Pull out every line in the lines below that contains the word "umbrella", copying each one in full.

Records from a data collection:
▬▬▬▬▬▬▬▬▬▬
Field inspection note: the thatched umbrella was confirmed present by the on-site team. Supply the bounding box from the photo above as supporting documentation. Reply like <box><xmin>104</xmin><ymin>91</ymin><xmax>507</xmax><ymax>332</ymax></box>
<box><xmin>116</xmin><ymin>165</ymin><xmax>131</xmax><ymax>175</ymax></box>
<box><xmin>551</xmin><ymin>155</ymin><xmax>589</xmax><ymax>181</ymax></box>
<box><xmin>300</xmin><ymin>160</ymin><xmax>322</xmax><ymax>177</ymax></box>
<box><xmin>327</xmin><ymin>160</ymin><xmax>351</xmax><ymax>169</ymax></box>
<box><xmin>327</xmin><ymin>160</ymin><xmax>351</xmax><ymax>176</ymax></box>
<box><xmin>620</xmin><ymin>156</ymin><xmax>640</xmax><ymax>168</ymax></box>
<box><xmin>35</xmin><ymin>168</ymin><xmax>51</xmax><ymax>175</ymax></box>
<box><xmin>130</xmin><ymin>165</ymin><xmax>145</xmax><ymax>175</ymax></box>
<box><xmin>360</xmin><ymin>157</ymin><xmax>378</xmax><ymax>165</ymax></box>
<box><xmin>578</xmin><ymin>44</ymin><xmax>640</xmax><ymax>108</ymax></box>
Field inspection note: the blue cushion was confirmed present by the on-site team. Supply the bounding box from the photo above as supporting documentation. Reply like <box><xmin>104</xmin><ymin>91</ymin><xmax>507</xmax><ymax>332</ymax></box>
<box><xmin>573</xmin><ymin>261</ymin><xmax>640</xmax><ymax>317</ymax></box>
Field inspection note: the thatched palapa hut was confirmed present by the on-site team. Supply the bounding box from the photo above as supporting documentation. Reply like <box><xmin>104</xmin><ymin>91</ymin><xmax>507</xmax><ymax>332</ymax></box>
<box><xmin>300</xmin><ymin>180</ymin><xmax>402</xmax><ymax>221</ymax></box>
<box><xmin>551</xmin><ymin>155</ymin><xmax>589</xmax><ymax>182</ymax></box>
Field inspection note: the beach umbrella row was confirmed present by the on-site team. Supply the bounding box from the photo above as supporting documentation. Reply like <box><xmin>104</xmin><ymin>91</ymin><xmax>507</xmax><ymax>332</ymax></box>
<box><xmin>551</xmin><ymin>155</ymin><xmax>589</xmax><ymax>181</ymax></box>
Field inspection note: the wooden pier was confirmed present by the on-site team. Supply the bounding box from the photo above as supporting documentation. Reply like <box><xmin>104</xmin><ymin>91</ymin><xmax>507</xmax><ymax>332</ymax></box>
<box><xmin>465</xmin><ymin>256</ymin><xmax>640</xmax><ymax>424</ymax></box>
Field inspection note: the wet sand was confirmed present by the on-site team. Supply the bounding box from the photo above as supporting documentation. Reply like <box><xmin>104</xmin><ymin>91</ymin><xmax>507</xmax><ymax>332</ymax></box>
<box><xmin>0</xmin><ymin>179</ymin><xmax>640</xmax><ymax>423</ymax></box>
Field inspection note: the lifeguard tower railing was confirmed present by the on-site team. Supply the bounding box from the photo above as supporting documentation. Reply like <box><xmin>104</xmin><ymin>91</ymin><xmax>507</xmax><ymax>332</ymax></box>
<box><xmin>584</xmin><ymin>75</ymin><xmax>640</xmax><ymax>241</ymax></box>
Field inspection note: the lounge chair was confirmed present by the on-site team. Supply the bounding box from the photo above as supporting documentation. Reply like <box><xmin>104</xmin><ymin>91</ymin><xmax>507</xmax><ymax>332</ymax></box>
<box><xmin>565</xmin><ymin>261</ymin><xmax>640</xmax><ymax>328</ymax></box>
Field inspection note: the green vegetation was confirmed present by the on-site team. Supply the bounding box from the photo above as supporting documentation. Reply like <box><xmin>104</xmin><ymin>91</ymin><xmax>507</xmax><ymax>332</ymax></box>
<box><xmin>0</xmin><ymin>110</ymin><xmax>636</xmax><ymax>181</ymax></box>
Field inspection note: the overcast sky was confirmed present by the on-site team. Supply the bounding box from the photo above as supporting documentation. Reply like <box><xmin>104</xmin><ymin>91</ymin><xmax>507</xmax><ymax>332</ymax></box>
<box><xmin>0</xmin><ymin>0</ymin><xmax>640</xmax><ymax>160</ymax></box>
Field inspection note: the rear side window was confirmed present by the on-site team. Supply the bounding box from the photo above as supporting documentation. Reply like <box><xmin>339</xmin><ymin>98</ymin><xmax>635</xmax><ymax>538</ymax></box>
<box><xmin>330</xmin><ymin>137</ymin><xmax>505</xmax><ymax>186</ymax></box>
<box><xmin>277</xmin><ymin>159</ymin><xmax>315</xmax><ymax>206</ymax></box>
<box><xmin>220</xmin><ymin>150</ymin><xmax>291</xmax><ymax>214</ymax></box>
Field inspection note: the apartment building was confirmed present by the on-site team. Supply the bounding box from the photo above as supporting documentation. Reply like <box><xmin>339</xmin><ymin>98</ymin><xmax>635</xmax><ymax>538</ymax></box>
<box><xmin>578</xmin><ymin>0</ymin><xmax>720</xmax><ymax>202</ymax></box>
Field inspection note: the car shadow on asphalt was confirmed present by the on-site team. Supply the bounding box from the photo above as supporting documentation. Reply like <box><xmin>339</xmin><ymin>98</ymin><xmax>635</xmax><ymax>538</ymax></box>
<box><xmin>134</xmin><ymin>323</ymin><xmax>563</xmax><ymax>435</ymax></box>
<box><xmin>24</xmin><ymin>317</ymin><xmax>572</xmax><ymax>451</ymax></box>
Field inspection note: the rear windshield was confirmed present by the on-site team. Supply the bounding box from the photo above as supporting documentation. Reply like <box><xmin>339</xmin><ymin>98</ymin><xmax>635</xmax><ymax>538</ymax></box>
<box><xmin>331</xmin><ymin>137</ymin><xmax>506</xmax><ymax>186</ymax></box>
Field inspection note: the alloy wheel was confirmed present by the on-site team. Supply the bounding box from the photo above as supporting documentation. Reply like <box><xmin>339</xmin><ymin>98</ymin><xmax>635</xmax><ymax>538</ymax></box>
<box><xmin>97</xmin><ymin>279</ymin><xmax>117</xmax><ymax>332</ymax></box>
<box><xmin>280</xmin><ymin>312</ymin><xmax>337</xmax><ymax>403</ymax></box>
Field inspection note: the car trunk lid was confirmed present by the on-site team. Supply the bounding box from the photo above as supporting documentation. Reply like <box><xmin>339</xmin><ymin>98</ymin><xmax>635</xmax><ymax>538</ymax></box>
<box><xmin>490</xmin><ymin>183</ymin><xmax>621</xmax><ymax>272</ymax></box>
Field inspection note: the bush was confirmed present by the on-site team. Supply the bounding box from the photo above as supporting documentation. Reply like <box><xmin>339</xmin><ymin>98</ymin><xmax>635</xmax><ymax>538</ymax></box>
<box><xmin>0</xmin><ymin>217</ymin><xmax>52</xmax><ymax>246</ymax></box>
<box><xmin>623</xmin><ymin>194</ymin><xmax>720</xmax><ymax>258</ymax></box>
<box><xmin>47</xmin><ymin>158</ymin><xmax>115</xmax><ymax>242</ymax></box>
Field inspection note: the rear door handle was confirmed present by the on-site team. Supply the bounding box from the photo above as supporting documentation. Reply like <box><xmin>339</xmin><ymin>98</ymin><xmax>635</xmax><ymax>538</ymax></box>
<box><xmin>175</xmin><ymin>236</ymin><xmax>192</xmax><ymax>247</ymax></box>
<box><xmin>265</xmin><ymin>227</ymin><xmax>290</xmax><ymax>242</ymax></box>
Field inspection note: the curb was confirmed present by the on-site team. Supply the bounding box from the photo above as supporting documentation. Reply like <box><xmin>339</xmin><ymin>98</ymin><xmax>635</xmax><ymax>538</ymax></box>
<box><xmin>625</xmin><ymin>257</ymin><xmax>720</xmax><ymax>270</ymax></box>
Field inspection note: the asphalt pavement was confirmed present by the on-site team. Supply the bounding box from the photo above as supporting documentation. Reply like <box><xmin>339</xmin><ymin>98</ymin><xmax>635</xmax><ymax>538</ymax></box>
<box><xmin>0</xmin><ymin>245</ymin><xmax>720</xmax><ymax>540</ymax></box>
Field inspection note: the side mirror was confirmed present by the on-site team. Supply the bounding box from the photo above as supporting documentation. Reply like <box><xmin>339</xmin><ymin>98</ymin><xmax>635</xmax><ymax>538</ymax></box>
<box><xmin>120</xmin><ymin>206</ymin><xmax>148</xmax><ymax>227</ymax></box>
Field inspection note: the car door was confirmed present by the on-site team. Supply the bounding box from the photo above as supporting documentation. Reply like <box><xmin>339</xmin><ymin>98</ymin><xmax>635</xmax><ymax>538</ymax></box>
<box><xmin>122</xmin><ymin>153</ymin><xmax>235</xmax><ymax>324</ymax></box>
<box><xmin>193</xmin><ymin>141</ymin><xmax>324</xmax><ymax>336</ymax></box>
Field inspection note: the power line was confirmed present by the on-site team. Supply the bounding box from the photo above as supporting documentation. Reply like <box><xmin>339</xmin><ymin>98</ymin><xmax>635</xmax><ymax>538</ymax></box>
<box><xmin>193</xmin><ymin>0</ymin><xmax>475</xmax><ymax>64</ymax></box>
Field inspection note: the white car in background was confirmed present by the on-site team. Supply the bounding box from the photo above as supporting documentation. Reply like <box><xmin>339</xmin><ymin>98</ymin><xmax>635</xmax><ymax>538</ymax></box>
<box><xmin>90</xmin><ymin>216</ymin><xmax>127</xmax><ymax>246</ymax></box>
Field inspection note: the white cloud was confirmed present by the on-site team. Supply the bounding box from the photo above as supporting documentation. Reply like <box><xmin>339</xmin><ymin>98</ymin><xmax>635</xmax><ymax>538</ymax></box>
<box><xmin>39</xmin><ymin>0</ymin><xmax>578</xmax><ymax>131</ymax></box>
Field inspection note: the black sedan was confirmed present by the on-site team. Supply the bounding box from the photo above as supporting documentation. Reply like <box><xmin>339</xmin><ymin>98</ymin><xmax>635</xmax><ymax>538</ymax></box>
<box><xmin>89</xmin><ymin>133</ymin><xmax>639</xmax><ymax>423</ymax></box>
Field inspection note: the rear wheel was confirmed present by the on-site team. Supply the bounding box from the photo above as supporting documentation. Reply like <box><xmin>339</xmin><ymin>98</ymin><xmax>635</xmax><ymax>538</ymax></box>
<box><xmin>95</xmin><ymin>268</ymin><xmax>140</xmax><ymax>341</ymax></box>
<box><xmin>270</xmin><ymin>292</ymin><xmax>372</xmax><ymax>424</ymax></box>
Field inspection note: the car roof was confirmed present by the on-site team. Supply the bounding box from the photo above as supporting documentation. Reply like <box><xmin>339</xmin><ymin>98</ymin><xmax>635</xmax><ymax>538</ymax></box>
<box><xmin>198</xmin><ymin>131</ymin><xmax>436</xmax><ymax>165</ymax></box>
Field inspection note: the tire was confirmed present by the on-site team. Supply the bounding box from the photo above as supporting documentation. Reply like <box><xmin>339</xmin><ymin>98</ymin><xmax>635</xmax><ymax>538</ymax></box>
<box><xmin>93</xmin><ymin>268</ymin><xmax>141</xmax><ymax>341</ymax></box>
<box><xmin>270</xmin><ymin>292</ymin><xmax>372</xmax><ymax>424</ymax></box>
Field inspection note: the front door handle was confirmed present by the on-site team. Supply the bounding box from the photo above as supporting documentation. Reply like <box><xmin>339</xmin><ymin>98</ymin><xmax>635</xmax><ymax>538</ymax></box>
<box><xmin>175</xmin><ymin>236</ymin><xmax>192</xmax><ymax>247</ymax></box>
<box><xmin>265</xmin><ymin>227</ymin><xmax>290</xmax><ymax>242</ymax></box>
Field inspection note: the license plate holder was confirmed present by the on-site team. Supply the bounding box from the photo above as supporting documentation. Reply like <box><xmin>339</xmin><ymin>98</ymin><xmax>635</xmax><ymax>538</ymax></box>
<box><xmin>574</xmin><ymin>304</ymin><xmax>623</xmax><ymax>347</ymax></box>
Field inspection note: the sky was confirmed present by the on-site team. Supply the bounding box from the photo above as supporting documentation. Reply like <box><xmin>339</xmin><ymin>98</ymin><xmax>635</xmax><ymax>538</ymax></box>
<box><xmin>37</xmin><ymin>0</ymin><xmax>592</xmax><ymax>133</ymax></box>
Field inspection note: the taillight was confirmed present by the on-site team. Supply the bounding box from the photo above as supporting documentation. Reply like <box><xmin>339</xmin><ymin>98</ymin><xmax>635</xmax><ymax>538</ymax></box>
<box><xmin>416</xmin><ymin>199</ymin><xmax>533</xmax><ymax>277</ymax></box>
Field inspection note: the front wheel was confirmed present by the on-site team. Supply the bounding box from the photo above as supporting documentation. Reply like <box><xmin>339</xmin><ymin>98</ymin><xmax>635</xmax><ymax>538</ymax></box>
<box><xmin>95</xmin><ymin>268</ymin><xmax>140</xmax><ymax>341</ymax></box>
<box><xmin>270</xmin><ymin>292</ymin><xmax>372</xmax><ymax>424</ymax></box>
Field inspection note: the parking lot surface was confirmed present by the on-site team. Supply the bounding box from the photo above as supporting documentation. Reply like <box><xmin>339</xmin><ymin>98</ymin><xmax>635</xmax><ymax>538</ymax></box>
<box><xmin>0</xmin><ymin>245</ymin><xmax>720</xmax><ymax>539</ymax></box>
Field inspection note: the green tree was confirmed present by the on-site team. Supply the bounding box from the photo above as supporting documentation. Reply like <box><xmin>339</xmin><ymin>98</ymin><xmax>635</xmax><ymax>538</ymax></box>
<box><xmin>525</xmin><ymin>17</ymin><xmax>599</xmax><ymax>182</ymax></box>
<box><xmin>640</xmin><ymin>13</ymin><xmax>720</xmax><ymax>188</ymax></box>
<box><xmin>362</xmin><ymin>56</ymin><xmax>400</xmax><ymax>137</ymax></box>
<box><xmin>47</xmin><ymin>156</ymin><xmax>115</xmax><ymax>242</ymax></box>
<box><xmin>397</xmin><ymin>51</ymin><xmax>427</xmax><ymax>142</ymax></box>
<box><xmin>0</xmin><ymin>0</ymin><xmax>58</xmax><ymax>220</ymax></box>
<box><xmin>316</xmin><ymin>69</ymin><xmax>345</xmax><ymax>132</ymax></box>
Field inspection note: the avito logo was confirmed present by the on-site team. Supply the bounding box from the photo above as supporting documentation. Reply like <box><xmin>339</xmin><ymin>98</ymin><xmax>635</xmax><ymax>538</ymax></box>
▬▬▬▬▬▬▬▬▬▬
■ **Answer to this task**:
Field inspection note: the thatched umbrella was confirmed present by the on-site team. Supply the bounding box from the photo above as supporting documentation. Reply like <box><xmin>104</xmin><ymin>91</ymin><xmax>507</xmax><ymax>332</ymax></box>
Field inspection note: the beach umbrella row was confirmed present by the on-site team. Supply the bounding box from the photo above as supporting documentation. Reply like <box><xmin>104</xmin><ymin>91</ymin><xmax>507</xmax><ymax>332</ymax></box>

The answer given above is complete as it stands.